> [Treść zadania 1] Pod nadzorem której prokuratury, zgodnie z artykułem o zatrzymaniu architekta miejskiego Łomży, prowadzone jest śledztwo w sprawie lokalizacji hipermarketów?
> [Treść zadania 2] Proszę napisać dalszy ciąg artykułu o zatrzymaniu architekta miejskiego Łomży przez ABW, rozpoczynając od miejsca następującego po jego ostatnim zdaniu.

> [Podany tekst]
>>

Nasza Loteria SR - pasek na kartach artykułów

Łomża: Naciera ABW

(mag, tor)
Zaskoczeni, wstrząśnięci: politycy, radni, urzędnicy. Andrzej Z., architekt miejski Łomży został wczoraj wyprowadzony z urzędu przez funkcjonariuszy Agencji Bezpieczeństwa Wewnętrznego.

- Byłem w pracy kilka minut przed wpół do ósmej. Zostałem poinformowany przez funkcjonariuszy ABW, że mój współpracownik jest zatrzymany pod zarzutem przyjęcia korzyści majątkowej - mówi prezydent Jerzy Brzeziński. - Żadnych bliższych informacji nie uzyskałem. Być może wiąże się to ze sprawami budowy supermarketów, o których tak obszernie pisze "Kurier Poranny". Nie ukrywam, że jestem tym zaskoczony, bo miałem i mam dobrą opinię o Andrzeju Z. Gdybym miał wcześniej jakiekolwiek sygnały o nieprawidłowościach, to na pewno nie zajmowałby tego stanowiska.
Prezydent nie potwierdził pogłosek, że ABW zabezpieczyła komputer czy jakieś dokumenty z biurka architekta.
Przypomnijmy, że w listopadzie ubiegłego roku "Poranny" ujawnił, że białostocka delegatura ABW prowadzi śledztwo w sprawie nieprawidłowości przy lokalizacji hipermarketów w Białymstoku i Łomży. Choć oba miasta dzieli prawie sto kilometrów, to pojawiają się nazwiska tych samych osób, które w zamian za łapówki obiecywały, że załatwią korzystne wyroki w NSA i zlikwidują przeszkody w urzędach miejskich. Śledztwo prowadzone jest pod nadzorem Prokuratury Apelacyjnej w Lublinie, do której zostało przeniesione po interwencji posła PiS Krzysztofa Jurgiela.

<<

> [Dostarczony materiał]
>>

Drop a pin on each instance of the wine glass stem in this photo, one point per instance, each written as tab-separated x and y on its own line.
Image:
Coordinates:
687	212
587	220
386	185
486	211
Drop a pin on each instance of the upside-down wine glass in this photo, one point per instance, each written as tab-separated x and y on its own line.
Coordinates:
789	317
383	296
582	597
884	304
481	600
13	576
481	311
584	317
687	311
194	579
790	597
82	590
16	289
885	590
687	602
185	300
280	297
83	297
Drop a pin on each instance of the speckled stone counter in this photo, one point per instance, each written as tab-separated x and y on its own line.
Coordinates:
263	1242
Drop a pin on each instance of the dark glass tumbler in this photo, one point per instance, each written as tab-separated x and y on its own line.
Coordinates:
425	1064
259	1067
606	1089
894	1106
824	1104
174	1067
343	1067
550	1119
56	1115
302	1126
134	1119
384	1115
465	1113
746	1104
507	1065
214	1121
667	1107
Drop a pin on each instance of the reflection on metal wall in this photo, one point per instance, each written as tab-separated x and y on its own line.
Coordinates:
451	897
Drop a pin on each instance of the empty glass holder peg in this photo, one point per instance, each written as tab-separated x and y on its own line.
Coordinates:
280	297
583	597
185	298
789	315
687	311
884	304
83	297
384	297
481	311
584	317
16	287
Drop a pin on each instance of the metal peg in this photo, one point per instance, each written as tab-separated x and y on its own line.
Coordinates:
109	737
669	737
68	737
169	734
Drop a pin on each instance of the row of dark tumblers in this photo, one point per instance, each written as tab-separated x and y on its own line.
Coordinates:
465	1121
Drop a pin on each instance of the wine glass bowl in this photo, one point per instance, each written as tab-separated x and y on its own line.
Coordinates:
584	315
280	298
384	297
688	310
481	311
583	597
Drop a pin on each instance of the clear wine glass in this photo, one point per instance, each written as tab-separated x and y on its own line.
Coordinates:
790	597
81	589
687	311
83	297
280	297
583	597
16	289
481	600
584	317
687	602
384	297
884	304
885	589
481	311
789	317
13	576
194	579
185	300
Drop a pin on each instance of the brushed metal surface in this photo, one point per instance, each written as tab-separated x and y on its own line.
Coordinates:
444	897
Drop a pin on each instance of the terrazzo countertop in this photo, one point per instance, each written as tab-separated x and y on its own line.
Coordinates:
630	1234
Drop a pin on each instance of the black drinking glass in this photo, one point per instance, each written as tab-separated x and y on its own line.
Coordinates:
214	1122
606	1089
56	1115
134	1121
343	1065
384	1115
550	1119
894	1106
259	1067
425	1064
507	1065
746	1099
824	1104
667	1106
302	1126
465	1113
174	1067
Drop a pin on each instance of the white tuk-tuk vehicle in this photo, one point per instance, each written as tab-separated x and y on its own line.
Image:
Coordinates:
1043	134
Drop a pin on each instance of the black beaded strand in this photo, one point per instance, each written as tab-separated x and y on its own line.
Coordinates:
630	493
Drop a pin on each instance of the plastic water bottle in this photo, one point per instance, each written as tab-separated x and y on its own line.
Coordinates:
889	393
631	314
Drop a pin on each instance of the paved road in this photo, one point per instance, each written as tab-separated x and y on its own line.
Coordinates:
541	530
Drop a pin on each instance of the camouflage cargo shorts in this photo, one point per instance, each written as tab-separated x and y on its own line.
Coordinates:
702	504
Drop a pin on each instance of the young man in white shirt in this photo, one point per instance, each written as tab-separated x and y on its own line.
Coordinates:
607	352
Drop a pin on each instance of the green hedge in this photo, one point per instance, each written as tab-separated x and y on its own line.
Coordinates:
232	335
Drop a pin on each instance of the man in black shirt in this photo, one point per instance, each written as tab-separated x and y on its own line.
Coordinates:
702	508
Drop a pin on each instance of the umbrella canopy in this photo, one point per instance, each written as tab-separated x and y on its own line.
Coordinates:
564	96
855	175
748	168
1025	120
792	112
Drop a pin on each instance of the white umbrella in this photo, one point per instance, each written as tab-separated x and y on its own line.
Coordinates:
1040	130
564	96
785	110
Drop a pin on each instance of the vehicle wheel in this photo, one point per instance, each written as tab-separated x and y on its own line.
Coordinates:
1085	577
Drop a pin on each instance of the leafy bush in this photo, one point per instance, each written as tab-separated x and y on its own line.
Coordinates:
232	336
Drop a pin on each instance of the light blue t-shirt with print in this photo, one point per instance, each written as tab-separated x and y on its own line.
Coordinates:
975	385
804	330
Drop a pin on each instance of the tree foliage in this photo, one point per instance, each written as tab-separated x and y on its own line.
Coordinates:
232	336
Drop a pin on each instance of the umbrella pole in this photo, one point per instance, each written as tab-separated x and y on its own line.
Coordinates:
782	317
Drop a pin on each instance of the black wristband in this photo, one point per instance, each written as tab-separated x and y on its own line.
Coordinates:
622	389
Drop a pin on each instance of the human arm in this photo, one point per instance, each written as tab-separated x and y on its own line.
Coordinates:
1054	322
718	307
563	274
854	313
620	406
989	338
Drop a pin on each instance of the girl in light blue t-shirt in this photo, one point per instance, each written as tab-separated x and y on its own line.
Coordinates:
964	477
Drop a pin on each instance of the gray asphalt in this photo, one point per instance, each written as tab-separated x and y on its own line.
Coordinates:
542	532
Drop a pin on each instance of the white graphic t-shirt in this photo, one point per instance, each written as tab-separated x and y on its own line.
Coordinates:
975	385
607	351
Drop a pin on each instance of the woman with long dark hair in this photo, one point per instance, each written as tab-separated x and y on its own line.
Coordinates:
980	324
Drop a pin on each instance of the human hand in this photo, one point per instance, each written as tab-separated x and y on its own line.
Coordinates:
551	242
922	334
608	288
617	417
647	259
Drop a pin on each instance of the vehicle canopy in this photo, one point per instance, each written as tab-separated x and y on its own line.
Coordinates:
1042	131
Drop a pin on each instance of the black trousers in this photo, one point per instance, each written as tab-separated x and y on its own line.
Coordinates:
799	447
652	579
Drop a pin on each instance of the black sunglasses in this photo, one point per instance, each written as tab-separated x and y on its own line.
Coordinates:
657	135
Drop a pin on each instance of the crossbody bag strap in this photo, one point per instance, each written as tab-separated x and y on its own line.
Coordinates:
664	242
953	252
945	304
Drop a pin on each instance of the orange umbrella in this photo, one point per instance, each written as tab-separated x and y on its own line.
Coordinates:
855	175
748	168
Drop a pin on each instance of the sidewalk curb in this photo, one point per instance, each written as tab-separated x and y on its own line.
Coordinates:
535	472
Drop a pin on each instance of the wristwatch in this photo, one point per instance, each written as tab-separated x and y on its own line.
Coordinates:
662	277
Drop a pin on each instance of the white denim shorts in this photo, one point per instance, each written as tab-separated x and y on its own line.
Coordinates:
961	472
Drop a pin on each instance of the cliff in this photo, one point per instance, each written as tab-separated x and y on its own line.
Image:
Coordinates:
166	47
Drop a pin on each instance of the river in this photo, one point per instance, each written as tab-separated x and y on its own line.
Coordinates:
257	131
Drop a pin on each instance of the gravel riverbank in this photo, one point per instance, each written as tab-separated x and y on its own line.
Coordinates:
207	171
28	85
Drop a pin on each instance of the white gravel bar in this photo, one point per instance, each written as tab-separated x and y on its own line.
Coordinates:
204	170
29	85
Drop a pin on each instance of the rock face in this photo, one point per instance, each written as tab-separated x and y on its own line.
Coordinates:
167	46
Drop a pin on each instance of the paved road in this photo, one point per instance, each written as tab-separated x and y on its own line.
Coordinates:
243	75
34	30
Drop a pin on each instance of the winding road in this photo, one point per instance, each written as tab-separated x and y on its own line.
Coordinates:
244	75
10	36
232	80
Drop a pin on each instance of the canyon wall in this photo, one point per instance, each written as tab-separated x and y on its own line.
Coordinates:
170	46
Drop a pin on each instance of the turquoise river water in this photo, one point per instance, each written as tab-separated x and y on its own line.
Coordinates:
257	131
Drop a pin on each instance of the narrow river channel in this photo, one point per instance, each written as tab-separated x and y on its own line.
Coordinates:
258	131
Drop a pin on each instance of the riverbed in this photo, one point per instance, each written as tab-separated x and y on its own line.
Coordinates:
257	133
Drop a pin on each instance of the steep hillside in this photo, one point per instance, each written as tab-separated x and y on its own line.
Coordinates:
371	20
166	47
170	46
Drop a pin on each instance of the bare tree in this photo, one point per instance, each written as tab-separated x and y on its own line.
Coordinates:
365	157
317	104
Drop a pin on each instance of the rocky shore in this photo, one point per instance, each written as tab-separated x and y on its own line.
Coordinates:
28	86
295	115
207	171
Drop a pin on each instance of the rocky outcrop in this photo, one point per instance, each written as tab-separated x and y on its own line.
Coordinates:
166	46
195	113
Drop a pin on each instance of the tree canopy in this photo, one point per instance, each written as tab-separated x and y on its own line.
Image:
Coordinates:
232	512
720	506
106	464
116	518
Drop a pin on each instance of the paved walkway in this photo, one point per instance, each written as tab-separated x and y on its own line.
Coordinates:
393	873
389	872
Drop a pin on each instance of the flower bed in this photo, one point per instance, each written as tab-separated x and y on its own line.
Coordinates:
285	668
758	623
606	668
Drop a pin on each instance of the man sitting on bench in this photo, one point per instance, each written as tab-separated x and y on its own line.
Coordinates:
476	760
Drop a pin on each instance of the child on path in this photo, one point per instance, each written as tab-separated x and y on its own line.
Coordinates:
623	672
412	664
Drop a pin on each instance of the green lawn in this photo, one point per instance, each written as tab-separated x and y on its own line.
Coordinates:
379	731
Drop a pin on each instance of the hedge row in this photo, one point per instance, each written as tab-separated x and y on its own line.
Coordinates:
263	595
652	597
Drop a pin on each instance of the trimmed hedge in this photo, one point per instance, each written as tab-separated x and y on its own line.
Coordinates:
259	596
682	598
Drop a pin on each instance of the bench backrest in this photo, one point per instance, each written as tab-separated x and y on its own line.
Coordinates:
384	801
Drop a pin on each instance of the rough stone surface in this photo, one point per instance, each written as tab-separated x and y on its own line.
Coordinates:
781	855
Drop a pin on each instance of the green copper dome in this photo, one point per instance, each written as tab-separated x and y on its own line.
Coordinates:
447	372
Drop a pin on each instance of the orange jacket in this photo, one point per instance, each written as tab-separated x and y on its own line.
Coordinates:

<<

> [Oczekiwana odpowiedź 1] Pod nadzorem Prokuratury Apelacyjnej w Lublinie.

> [Oczekiwana odpowiedź 2]
Sprawa rozwojowa
Jak się nieoficjalnie dowiedzieliśmy, oprócz Andrzeja Z., funkcjonariusze ABW zatrzymali także pracownika firmy Echo Investment z Kielc, która chciała wybudować hipermarket w Łomży. Białostocka delegatura ABW nie udziela żadnych informacji w sprawie okrytego ścisłą tajemnicą śledztwa. Z kolei Ewa Piotrowska, rzecznik prasowy Prokuratury Apelacyjnej w Lublinie, potwierdziła jedynie, że wczoraj zostały zatrzymane dwie osoby. Była tak dyskretna, że nawet nie chciała potwierdzić, że chodzi o architekta miejskiego Łomży.
- Nie potwierdzę, ani nie zaprzeczę, że chodzi właśnie o te osoby - powiedziała nam wczoraj Piotrowska. - Mogę jedynie powiedzieć, że zatrzymaliśmy dwie osoby i chodzi tutaj o sprawę białostocką, którą od pewnego czasu prowadzimy. Nie mogę mówić szczegółach i jakiego wątku dotyczą te zatrzymania.
Jeżeli nawet wydarzenia zszokowały pracowników łomżyńskiego Ratusza (tak mówią niektórzy nieoficjalnie), to na zewnątrz nie dają tego po sobie poznać.
- Jakaś sensacja? - pyta z uśmiechem jeden z wyższych urzędników na widok dziennikarzy. W pokoju, w którym codziennie pracuje Andrzej Z., jego koledzy powtarzają : - Będzie w poniedziałek.

Jeden z kilku
Zaskoczenia nie kryją także radni. Zarówno ci, którzy są za budową hipermarketu u zbiegu ulic Sikorskiego, Zawadzkiej i Wyszyńskiego, jak i przeciwnicy tej lokalizacji.
- Duże zaskoczenie, ale do czasu wyjaśnienia sprawy przez odpowiednie organa, trudno dokonywać osądu - mówi Jan Bajno. - Chociaż śledząc publikacje w tej sprawie zwróciłem uwagę na powtarzającą się często formułkę "sprawa rozwojowa". No i się rozwija.
Radny będący przeciwnikiem lokalizacji hipermarketu w środku miasta mówi, że nie zauważył w wieloletnich "bojach" w tej sprawie jakichś szczególnie podejrzanych działań. - Choć kilka razy zdziwiło mnie tempo podejmowania pewnych inicjatyw i decyzji - dodaje Jan Bajno.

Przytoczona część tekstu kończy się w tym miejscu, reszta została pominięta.